Reproduce the records below in their entirety, character for character.

- **Data for this exercise**:
----
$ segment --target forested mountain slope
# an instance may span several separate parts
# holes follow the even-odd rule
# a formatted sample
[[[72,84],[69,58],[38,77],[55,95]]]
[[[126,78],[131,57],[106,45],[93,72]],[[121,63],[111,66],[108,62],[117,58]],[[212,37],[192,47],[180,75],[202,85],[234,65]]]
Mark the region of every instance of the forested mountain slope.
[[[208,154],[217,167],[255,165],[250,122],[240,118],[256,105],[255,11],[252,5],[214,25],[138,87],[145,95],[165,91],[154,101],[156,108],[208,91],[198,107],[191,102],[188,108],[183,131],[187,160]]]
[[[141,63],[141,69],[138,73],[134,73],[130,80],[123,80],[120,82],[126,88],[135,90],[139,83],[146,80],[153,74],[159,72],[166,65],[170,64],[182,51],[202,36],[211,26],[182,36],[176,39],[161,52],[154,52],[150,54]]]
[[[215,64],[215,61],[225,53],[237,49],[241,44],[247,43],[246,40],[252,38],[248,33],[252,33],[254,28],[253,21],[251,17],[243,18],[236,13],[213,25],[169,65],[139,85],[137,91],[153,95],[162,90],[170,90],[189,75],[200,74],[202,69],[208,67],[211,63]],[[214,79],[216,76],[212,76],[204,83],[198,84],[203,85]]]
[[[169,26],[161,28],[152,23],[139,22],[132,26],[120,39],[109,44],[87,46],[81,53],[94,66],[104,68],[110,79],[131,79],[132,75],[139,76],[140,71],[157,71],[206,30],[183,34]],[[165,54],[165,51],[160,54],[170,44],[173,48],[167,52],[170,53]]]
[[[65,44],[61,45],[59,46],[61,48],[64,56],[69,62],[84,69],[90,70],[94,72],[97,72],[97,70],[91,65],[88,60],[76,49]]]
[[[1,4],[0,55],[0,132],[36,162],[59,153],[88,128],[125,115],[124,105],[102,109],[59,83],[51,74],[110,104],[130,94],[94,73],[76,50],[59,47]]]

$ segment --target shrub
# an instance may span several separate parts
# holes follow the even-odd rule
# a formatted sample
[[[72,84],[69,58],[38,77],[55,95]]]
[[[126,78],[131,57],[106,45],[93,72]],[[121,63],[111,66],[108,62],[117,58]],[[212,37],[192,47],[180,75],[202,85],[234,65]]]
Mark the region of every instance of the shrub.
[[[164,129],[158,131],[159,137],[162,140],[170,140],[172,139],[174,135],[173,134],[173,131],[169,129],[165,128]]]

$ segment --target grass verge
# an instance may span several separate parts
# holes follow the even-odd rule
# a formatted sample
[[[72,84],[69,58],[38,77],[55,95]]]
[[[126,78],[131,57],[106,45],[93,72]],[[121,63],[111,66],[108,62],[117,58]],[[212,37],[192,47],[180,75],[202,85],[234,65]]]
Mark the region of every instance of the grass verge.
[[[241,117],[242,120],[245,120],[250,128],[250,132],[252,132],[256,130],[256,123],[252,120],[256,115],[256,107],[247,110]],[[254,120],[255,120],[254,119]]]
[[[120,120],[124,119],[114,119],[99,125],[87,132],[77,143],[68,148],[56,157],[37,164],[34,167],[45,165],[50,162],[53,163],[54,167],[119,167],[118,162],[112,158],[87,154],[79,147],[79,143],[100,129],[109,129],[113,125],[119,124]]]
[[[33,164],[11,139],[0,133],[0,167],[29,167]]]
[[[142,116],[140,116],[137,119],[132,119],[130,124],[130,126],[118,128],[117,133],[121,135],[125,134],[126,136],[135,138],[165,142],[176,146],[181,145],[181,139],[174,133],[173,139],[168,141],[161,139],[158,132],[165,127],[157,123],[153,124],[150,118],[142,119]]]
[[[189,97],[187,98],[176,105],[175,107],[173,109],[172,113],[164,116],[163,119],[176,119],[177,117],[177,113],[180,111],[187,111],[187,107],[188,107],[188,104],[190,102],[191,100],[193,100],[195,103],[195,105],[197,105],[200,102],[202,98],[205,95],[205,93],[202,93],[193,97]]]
----
- **Exercise answer**:
$ segment --target forested mountain slope
# an instance may span several separate parts
# holes follow the even-odd rule
# a formatted sample
[[[72,84],[69,58],[38,77],[55,95]]]
[[[126,78],[131,57],[106,45],[93,72]],[[121,63],[111,66],[108,62],[117,58]],[[212,37],[192,47],[180,75],[202,85],[234,65]]]
Mark the region of every instance of the forested mountain slope.
[[[208,154],[217,167],[255,165],[250,122],[240,118],[256,105],[255,11],[252,5],[214,25],[138,87],[145,95],[165,91],[154,101],[156,108],[208,91],[198,107],[191,102],[188,108],[183,131],[187,160]]]
[[[141,63],[141,69],[138,73],[134,73],[130,80],[123,80],[120,82],[126,88],[135,90],[139,83],[146,80],[153,74],[159,72],[166,65],[170,64],[182,51],[202,36],[211,26],[182,36],[176,39],[161,52],[154,52],[150,54]]]
[[[215,64],[215,61],[225,53],[237,49],[241,44],[247,43],[246,40],[252,38],[248,33],[252,33],[254,28],[253,21],[251,17],[243,18],[236,13],[213,25],[169,65],[139,85],[137,91],[153,95],[162,90],[170,90],[189,75],[200,74],[202,69],[208,67],[211,63]],[[214,79],[216,76],[212,76],[204,83],[198,84],[203,85]]]
[[[169,26],[161,28],[152,23],[139,22],[132,26],[120,39],[109,44],[87,46],[81,53],[94,66],[104,68],[110,79],[131,79],[132,75],[139,76],[140,71],[157,71],[206,30],[183,34]],[[165,54],[165,51],[160,54],[170,44],[173,48],[167,52],[170,53]]]
[[[65,44],[61,45],[59,46],[61,48],[64,56],[69,62],[84,69],[90,70],[94,72],[97,72],[97,70],[91,65],[88,60],[76,49]]]
[[[1,4],[0,55],[0,132],[36,162],[59,153],[88,128],[125,115],[124,105],[102,109],[59,83],[51,74],[110,104],[130,94],[94,73],[76,50],[59,47]]]

$ segment --target shrub
# an instance may span several separate parts
# holes follow the even-odd rule
# a formatted sample
[[[72,84],[69,58],[38,77],[55,95]]]
[[[126,78],[131,57],[106,45],[93,72]],[[121,63],[111,66],[108,62],[117,58]],[[212,37],[192,47],[180,75],[202,85],[234,65]]]
Mark the region of every instance of the shrub.
[[[164,129],[158,131],[159,137],[162,140],[170,140],[172,139],[174,135],[173,134],[173,131],[169,129],[165,128]]]

$ segment --target grass verge
# an instance may span several separate parts
# holes follow the even-odd rule
# a formatted sample
[[[72,84],[69,58],[38,77],[55,95]]]
[[[126,78],[131,57],[106,45],[93,72]],[[121,63],[111,66],[108,62],[117,58]],[[212,37],[192,47],[180,75],[202,85],[234,65]]]
Mark the region of every instance of the grass verge.
[[[241,117],[242,120],[245,120],[250,128],[250,132],[252,132],[256,130],[256,123],[252,120],[256,115],[256,107],[247,110]],[[254,120],[255,120],[254,119]]]
[[[120,120],[124,119],[114,119],[99,125],[87,132],[77,143],[68,148],[56,157],[37,164],[34,167],[45,165],[50,162],[53,163],[54,167],[119,167],[118,162],[112,158],[87,154],[79,147],[79,143],[100,129],[109,129],[113,125],[119,124]]]
[[[33,164],[11,139],[0,133],[0,167],[29,167]]]
[[[142,116],[140,116],[137,119],[132,119],[130,124],[130,126],[118,128],[117,133],[121,135],[125,134],[126,136],[135,138],[165,142],[176,146],[181,145],[181,139],[174,133],[173,139],[168,141],[161,139],[158,132],[165,127],[157,123],[153,124],[150,118],[142,119]]]
[[[189,97],[187,98],[176,105],[175,107],[173,109],[172,113],[164,116],[163,119],[176,119],[177,117],[177,113],[180,111],[187,111],[187,107],[188,107],[188,104],[190,102],[191,100],[193,100],[195,103],[195,105],[197,105],[200,102],[202,98],[205,95],[205,93],[202,93],[193,97]]]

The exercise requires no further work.